For every entry below, retype it exactly as it reads.

Task input

※ ※ ※

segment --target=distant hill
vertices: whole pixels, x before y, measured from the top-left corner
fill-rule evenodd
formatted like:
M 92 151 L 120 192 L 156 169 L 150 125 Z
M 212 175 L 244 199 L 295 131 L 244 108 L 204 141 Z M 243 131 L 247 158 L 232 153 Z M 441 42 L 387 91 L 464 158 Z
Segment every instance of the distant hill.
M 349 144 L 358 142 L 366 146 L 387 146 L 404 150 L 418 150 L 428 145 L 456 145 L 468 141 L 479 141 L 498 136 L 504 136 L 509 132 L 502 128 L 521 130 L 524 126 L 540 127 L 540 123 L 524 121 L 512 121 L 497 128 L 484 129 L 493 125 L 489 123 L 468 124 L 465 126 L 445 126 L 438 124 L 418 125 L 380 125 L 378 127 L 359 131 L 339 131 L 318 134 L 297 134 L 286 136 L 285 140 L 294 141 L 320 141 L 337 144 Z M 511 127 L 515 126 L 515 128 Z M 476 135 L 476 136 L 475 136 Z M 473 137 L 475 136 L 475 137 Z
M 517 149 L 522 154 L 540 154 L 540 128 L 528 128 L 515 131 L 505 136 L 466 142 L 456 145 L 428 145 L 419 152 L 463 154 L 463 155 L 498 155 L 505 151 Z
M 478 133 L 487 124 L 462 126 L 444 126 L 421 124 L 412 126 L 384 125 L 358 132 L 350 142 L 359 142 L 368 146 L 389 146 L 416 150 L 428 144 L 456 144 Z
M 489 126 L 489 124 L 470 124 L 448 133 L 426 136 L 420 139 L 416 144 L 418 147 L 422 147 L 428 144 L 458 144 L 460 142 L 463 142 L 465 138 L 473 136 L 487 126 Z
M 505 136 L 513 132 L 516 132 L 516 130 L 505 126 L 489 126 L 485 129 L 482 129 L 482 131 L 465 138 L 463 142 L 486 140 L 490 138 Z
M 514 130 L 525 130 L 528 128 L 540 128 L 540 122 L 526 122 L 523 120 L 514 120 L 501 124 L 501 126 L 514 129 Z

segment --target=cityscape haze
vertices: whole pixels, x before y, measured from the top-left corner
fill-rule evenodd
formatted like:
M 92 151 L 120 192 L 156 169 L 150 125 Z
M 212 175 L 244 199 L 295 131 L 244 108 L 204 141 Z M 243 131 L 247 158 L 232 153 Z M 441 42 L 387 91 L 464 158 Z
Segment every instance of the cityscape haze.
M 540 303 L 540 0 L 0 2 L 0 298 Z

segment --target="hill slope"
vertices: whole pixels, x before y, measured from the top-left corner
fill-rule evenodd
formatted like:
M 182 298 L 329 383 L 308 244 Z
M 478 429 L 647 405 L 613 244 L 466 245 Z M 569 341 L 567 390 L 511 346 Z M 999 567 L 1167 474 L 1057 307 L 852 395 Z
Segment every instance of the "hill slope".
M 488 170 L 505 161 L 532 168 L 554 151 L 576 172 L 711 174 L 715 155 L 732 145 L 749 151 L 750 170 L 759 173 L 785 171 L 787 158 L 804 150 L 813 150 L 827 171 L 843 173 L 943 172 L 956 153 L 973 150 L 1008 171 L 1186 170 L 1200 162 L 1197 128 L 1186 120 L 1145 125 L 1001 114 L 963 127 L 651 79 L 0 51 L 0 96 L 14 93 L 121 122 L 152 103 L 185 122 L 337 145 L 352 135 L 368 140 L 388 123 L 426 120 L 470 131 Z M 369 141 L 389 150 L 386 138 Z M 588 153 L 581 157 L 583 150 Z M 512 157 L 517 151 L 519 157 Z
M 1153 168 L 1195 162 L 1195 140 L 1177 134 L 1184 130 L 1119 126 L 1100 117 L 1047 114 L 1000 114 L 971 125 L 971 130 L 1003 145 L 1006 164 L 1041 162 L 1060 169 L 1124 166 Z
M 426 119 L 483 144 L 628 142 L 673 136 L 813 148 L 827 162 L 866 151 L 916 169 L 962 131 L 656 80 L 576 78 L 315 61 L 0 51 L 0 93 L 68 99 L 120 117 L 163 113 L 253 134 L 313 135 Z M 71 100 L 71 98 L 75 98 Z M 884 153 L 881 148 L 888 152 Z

※ ※ ※

Answer section
segment --target=distant hill
vertices: whole pixels, x before y, measured from the top-left corner
fill-rule evenodd
formatted like:
M 92 151 L 120 192 L 156 169 L 150 125 Z
M 212 175 L 244 199 L 295 131 L 244 108 L 204 141 Z M 243 131 L 247 158 L 232 153 Z M 441 42 L 387 91 L 464 158 Z
Segment every instance of the distant hill.
M 349 144 L 358 142 L 366 146 L 387 146 L 404 150 L 418 150 L 428 145 L 456 145 L 468 141 L 479 141 L 498 136 L 504 136 L 509 132 L 502 128 L 521 130 L 524 126 L 540 127 L 540 123 L 524 121 L 512 121 L 497 128 L 484 129 L 493 125 L 489 123 L 468 124 L 465 126 L 445 126 L 438 124 L 418 125 L 380 125 L 378 127 L 359 131 L 339 131 L 318 134 L 297 134 L 286 136 L 285 140 L 294 141 L 320 141 L 337 144 Z M 511 127 L 515 126 L 515 128 Z M 476 135 L 476 136 L 475 136 Z M 473 137 L 475 136 L 475 137 Z
M 517 149 L 522 154 L 540 154 L 540 128 L 528 128 L 515 131 L 505 136 L 466 142 L 456 145 L 428 145 L 419 152 L 463 154 L 463 155 L 498 155 L 505 151 Z
M 478 133 L 487 124 L 462 126 L 444 126 L 421 124 L 412 126 L 384 125 L 358 132 L 350 142 L 359 142 L 368 146 L 389 146 L 416 150 L 428 144 L 456 144 Z
M 489 126 L 489 124 L 470 124 L 448 133 L 426 136 L 420 139 L 416 144 L 418 147 L 422 147 L 428 144 L 458 144 L 460 142 L 463 142 L 465 138 L 473 136 L 487 126 Z
M 505 136 L 513 132 L 516 132 L 516 130 L 505 126 L 489 126 L 485 129 L 482 129 L 482 131 L 465 138 L 463 142 L 486 140 L 490 138 Z
M 514 130 L 525 130 L 528 128 L 540 128 L 540 122 L 526 122 L 523 120 L 514 120 L 501 124 L 501 126 L 514 129 Z

segment --target=cityscape haze
vertices: whole pixels, x before y, measured from the top-left corner
fill-rule evenodd
formatted like:
M 92 151 L 120 192 L 156 169 L 150 125 Z
M 212 175 L 244 199 L 295 131 L 244 108 L 204 141 Z M 243 131 L 247 158 L 232 153 Z M 441 42 L 387 91 L 464 158 Z
Segment every instance of the cityscape haze.
M 540 303 L 540 0 L 0 2 L 0 298 Z

segment --target="hill slope"
vertices: whole pixels, x before y, measured from the top-left corner
fill-rule evenodd
formatted like:
M 182 298 L 329 383 L 308 244 Z
M 478 429 L 647 405 L 613 244 L 466 245 Z M 569 341 L 567 390 L 511 346 Z M 999 567 L 1167 474 L 1057 307 L 852 395 Z
Segment every instance of the "hill slope".
M 488 170 L 505 161 L 532 168 L 554 151 L 576 172 L 711 174 L 715 155 L 732 145 L 749 151 L 750 170 L 759 173 L 785 171 L 787 158 L 804 150 L 813 150 L 827 171 L 843 173 L 943 172 L 956 153 L 973 150 L 1008 171 L 1186 170 L 1200 162 L 1197 128 L 1186 120 L 1145 125 L 1001 114 L 963 127 L 651 79 L 0 51 L 0 96 L 14 93 L 121 122 L 152 103 L 185 122 L 337 145 L 352 135 L 368 140 L 388 123 L 426 120 L 470 131 Z M 369 141 L 389 150 L 386 138 Z M 588 153 L 581 157 L 583 150 Z M 512 157 L 517 151 L 519 157 Z
M 1153 168 L 1195 162 L 1195 140 L 1177 134 L 1184 130 L 1119 126 L 1100 117 L 1047 114 L 1000 114 L 971 125 L 971 130 L 1003 145 L 1006 164 L 1041 162 L 1060 169 L 1124 166 Z
M 426 119 L 483 144 L 628 142 L 673 136 L 813 148 L 827 162 L 866 151 L 916 169 L 962 131 L 656 80 L 576 78 L 315 61 L 0 51 L 0 93 L 68 99 L 120 117 L 163 113 L 253 134 L 313 135 Z M 71 100 L 71 98 L 75 98 Z M 884 153 L 881 148 L 888 152 Z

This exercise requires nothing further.